### PROVIDED MATERIAL
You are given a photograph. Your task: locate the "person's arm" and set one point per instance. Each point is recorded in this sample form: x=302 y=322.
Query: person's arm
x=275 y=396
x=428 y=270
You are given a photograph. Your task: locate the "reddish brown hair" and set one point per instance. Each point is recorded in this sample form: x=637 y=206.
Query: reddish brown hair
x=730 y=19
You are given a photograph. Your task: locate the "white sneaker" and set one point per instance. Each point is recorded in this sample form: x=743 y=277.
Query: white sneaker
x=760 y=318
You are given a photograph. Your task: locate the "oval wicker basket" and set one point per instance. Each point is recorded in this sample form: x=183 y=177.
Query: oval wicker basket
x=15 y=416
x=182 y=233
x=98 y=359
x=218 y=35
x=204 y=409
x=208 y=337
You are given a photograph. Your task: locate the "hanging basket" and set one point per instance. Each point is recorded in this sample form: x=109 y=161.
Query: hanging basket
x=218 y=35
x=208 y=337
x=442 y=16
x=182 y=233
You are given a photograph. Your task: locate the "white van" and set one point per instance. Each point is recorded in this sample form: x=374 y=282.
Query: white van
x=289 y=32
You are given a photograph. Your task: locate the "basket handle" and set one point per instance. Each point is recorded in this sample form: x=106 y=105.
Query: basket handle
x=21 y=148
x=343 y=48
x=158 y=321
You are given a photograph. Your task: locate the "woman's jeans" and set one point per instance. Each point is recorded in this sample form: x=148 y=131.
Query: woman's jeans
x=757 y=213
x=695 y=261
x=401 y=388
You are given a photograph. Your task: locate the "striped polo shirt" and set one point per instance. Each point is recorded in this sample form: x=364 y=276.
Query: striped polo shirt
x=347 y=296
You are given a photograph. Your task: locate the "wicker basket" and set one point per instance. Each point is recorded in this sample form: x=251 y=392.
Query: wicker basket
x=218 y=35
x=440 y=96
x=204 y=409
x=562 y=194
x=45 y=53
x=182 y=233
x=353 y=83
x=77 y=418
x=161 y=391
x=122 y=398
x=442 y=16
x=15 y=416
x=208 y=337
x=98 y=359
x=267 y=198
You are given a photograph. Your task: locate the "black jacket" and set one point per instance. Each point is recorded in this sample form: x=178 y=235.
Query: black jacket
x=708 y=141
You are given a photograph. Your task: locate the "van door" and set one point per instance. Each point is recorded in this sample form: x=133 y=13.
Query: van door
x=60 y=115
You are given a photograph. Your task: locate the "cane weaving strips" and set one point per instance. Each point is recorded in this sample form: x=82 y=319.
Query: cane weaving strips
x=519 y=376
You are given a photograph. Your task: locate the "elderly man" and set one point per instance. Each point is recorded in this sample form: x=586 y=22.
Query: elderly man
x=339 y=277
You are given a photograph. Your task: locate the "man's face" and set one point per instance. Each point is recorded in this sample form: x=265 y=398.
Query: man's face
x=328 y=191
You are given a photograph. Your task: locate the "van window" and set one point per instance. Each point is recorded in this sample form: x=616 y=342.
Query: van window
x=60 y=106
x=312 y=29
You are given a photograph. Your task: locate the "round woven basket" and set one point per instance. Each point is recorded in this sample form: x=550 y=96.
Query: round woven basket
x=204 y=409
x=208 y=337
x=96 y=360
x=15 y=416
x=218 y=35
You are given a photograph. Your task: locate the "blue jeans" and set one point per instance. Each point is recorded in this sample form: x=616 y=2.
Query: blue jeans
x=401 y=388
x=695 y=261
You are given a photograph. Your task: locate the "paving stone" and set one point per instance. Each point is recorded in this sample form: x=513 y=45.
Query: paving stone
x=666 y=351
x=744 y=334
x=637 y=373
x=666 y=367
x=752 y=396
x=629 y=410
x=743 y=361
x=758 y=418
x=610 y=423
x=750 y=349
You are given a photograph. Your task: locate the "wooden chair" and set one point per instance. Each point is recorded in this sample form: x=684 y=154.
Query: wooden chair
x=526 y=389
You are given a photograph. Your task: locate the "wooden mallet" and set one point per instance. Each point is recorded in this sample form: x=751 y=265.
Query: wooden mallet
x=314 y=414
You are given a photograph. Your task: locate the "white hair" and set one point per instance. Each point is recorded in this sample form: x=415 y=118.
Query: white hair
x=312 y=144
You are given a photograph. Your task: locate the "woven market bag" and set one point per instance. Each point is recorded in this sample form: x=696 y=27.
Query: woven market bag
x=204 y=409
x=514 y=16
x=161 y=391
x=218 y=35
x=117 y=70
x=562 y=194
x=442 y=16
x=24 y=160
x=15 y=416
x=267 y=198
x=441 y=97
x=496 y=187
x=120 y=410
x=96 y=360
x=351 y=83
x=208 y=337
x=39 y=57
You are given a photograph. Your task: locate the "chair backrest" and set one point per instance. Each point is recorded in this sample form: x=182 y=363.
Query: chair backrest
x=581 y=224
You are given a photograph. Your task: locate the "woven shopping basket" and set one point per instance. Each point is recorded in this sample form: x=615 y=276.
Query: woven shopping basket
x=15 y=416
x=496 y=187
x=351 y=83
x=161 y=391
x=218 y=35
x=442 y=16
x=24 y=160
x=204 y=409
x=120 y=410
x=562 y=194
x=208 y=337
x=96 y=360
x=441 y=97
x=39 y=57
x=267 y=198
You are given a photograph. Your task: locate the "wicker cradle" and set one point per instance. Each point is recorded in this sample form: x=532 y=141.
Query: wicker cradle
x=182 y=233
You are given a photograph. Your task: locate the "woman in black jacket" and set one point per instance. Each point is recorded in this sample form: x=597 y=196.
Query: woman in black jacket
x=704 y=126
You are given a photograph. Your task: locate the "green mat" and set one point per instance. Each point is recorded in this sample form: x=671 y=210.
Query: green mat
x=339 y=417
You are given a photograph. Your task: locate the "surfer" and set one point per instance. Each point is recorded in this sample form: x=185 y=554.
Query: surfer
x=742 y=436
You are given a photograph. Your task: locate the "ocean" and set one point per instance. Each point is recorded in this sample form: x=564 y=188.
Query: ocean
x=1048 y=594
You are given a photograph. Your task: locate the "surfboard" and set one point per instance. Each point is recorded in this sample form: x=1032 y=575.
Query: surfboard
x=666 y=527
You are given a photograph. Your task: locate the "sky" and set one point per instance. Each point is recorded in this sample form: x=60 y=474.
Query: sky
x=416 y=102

### PROBLEM TO SOLVE
Restate word for word the entries above, starting at the line with "Query: paving stone" and ending at the line with "form: x=696 y=27.", inclusive, and no others.

### SOLUTION
Query: paving stone
x=666 y=351
x=744 y=334
x=637 y=373
x=666 y=367
x=752 y=396
x=629 y=410
x=743 y=361
x=758 y=418
x=610 y=423
x=750 y=349
You are given a photograph. Your task: locate the "wooden chair" and set one point per instance. Each point is recorded in this sample form: x=684 y=154.
Query: wooden chair
x=526 y=389
You are given a photograph. Your task: locate the "wooden mallet" and set one point per instance. Each point is recorded in this sample form: x=751 y=265.
Query: wooden mallet
x=314 y=414
You are given a photograph. Your task: locate the "white hair" and set one point per instance. Each point is recorded in this sample form: x=415 y=118.
Query: white hair
x=312 y=144
You are given a photograph. Your task: locate the "woven market bag" and set one point per instance. Each point is recorded in this sample form: x=696 y=27.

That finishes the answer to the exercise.